Objective
Replace every "queried entity" in the data below with "requested item", and copy everything else unchanged.

Listing
--- --- ---

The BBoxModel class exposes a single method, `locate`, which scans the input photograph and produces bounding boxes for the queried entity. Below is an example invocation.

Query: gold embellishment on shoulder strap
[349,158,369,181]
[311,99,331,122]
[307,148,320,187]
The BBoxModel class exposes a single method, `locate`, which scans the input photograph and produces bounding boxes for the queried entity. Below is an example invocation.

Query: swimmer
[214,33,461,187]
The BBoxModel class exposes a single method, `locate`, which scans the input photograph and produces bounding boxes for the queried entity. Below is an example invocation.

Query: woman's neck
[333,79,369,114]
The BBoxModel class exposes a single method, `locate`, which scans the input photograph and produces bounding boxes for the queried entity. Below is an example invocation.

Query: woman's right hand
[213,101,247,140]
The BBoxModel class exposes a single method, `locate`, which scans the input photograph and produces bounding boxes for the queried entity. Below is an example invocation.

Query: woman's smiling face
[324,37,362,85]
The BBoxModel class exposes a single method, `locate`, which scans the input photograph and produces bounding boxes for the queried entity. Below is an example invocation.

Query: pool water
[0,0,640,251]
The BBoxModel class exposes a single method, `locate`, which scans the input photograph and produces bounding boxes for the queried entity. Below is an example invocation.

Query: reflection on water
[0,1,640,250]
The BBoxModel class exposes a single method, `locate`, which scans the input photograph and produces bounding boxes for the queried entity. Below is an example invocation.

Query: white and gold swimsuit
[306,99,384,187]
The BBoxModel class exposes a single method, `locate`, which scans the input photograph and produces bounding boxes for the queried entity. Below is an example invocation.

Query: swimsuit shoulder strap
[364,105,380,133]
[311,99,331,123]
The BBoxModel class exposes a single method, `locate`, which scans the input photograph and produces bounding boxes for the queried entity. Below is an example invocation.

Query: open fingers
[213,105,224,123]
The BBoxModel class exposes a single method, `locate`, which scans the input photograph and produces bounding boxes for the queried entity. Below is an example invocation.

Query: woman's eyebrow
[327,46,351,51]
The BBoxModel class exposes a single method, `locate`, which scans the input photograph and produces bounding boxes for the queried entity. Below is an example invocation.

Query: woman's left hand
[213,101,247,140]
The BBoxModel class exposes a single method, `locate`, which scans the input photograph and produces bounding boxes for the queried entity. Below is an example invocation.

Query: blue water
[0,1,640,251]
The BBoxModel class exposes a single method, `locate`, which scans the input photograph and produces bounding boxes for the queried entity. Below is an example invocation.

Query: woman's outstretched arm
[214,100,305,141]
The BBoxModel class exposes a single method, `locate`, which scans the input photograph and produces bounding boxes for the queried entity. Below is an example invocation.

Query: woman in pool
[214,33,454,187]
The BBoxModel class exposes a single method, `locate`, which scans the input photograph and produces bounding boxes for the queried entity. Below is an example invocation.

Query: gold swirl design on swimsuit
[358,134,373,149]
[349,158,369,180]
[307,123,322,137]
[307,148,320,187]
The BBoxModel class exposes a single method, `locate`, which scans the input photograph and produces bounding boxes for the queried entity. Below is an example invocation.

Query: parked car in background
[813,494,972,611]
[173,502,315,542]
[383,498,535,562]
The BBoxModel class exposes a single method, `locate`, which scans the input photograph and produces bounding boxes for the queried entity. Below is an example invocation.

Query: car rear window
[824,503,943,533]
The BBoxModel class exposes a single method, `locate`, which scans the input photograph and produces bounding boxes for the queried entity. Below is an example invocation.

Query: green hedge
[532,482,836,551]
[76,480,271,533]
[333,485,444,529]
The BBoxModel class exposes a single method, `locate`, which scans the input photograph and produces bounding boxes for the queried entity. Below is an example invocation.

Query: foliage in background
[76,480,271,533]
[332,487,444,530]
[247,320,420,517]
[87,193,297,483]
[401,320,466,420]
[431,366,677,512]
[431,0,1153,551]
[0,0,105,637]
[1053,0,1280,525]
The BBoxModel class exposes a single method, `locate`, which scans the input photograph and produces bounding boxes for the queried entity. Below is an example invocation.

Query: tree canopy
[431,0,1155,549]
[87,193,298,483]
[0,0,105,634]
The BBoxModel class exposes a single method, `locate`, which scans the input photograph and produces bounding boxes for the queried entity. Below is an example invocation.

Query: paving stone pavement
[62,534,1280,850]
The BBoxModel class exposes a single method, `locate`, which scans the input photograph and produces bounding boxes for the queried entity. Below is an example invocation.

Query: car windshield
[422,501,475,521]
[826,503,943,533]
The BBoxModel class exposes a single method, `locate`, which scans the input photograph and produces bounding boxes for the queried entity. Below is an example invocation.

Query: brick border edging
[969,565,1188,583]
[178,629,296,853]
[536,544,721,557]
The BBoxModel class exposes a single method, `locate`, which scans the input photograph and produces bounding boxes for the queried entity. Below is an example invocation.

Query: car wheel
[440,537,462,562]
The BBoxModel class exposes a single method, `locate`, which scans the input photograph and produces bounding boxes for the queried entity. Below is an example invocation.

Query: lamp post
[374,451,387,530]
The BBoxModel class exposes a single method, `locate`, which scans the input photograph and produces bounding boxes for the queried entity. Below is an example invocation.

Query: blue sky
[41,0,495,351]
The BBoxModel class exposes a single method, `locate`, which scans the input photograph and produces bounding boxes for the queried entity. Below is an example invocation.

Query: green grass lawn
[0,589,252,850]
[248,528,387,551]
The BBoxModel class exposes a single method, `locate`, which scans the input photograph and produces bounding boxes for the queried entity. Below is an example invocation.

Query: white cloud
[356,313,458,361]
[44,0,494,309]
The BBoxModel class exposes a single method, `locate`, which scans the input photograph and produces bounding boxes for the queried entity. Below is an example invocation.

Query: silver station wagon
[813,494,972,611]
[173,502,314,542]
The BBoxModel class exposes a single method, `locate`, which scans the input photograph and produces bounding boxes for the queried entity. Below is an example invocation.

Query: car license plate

--- --- ---

Result of the exercise
The BBoxModel class exposes a single method, `locate`, which scans the input photograph and produces bounding boxes for the requested item. Below is an example invocation.

Query: gold embellishment on shoulder strap
[349,158,369,181]
[311,99,331,122]
[307,148,320,187]
The BBoxModel class exposes a single method, `locate`, which scans the input photograph and produces bounding boxes for the requested item. Below is an example invocation.

Query: swimmer
[214,33,461,187]
The BBoxModel class exposes a single method, `locate`, which scans the input photograph and produces bounding boxes for the requested item. Below is an example invocation.

Query: woman's neck
[333,79,369,114]
The BBoxModel class exposes a single method, `locate`, which scans the input photograph and produces bounding boxes for the requested item. Below is an example invocation.

Query: woman's right hand
[213,101,247,140]
The BBoxModel class exposes a single method, `locate`, which scans the input photograph and produces bounding boxes for the requested item. Below is an example invocation.

Query: woman's smiling face
[324,37,362,85]
The BBoxModel class exposes a single method, `locate`, which scans the input photograph and produces bounding boxes for the requested item. Below is an example invocation.

Query: pool water
[0,0,640,251]
The BBoxModel class exposes a single method, `locate`, which scans the input photograph and produces bounding boxes for the requested item. Below is an example invocation.

Query: reflection on water
[0,1,640,250]
The BBoxModel class exposes a single method, `locate`, which scans the input photograph and produces bounding boxes for the requested item. Below is an example invocation.

Query: white and gold swimsuit
[306,99,384,187]
The BBoxModel class exposes a single method, `locate`, which scans the input photograph and produces bounding boxes for the requested item. Below is an example invocation.

Query: swimsuit shoulder strap
[364,105,380,133]
[311,99,331,123]
The BBoxModel class exposes a single method, `locate`, which scans the input photograph and produces bounding boxes for the requested item. Below is an example invocation.

Query: open fingers
[213,105,224,123]
The BBoxModel class exposes a single method, `locate`, which scans the input photograph and produces bounding boxes for the requested item. Below is an example invocation.

Query: woman's eyebrow
[327,46,351,51]
The BBoxModel class exposes a single method, `locate`, which scans the input photograph and produces bounding boxes for the requested item. Below is an example invocation.

Query: woman's left hand
[213,101,247,140]
The BBoxModel class exposes a single method, `locate`, which scans the input photograph and produces bounding boxes for the requested item. Below is an example invocation.

Query: blue water
[0,1,640,251]
The BBoxModel class exposes a single method, `locate`, which scans the input photograph and produces bounding boxes for the requested item. Below is an example invocation.

Query: woman's outstretched arm
[214,100,305,141]
The BBoxModel class exposes a single method, `locate`, which scans the input photograph and produces bounding boxes for the requested item. Below is an example invocation.

Query: woman in pool
[214,33,454,187]
The BBoxModel class exposes a single method, `locate`, which scans the input photograph and produces bounding boxes for the requested item. Below is an example invocation.

Query: gold swirl design on swimsuit
[358,134,373,149]
[349,158,369,180]
[307,123,322,137]
[307,148,320,187]
The BBoxModel class exposes a single method, `locate`, which scans the input photograph and produces bounding boxes for the requested item. Below is an example invocation.

Query: parked car in background
[813,494,972,611]
[173,502,315,542]
[383,498,535,562]
The BBoxModel class exposes a single method, `locate`, which scans the input photograph and produces bounding boxes for the requested item. Below is an example invocation.

Query: car rear window
[824,503,943,533]
The BBoxModel class exposes a single method, `locate`, which scans the input photograph and produces bounding boxes for the requested item. Below is an example invocation.

Query: green hedge
[532,482,836,551]
[76,480,271,533]
[333,485,444,529]
The BBoxModel class exposes a single method, `locate`, which scans the input photograph and produces bounding boxes for the requested item. Below is an example invocation.

Query: foliage in background
[76,480,271,533]
[332,487,444,530]
[247,320,420,517]
[87,193,297,483]
[401,320,466,420]
[431,366,677,512]
[431,0,1153,551]
[0,0,105,637]
[1053,0,1280,525]
The BBoxModel class exposes a single method, `locate`, which scans the input photograph and produces bounding boxes for the requested item. Below is an example invocation.

Query: tree canopy
[431,0,1155,549]
[87,193,298,483]
[0,0,105,634]
The BBoxModel class exposes a single method, `locate`, which scans the input photograph and produces bounding boxes for the requested item. Below is an example invocation.

Query: paving stone pavement
[62,534,1280,850]
The BBoxModel class exposes a single method, `locate`, which scans the input photograph and produces bounding boxes for the requested item. Below is an example invocation.

Query: car windshield
[422,501,475,521]
[826,503,943,533]
The BBoxModel class exposes a single method, `locate`, which scans the input photograph and produces bounding boxes for the requested item. Below is an example invocation.

Query: brick border edging
[969,565,1188,583]
[178,629,296,853]
[536,544,721,557]
The BBoxModel class exposes a single method, `locate`, which scans the input photograph and produces bounding boxes for the requested item. Below is an example invocation.

Query: car wheel
[440,537,462,562]
The BBoxModel class exposes a single method, `locate`, which scans the input photograph and produces bounding boxes for the requested item. Below is an example invocation.

Query: lamp post
[374,451,387,530]
The BBoxModel class exposes a single method, `locate`, which scans the input photograph and produces bounding boxes for the requested item. Below is an example invocation.

Query: blue sky
[41,0,495,351]
The BBoxModel class exposes a single method, `locate`, which scans the input photograph and produces bounding boxes for the requested item. Below is an example invocation.

Query: green grass lawn
[0,589,252,850]
[248,528,387,551]
The BBoxModel class exposes a single method, `locate`, which scans the input photograph and produces bounding boxes for the requested item. Below is an example invocation.

Query: white cloud
[356,313,458,361]
[44,0,494,309]
The BBoxModel class exposes a single method, `locate`, which scans the input photograph and produces bounding boxes for the requested item. Below is an example invocation.

Query: silver station wagon
[813,494,972,611]
[173,502,314,542]
The BBoxModel class exposes a single method, `locate`, which scans the input photograph and produces bounding boxes for the requested item. Below is an example invocation.

Query: car license plate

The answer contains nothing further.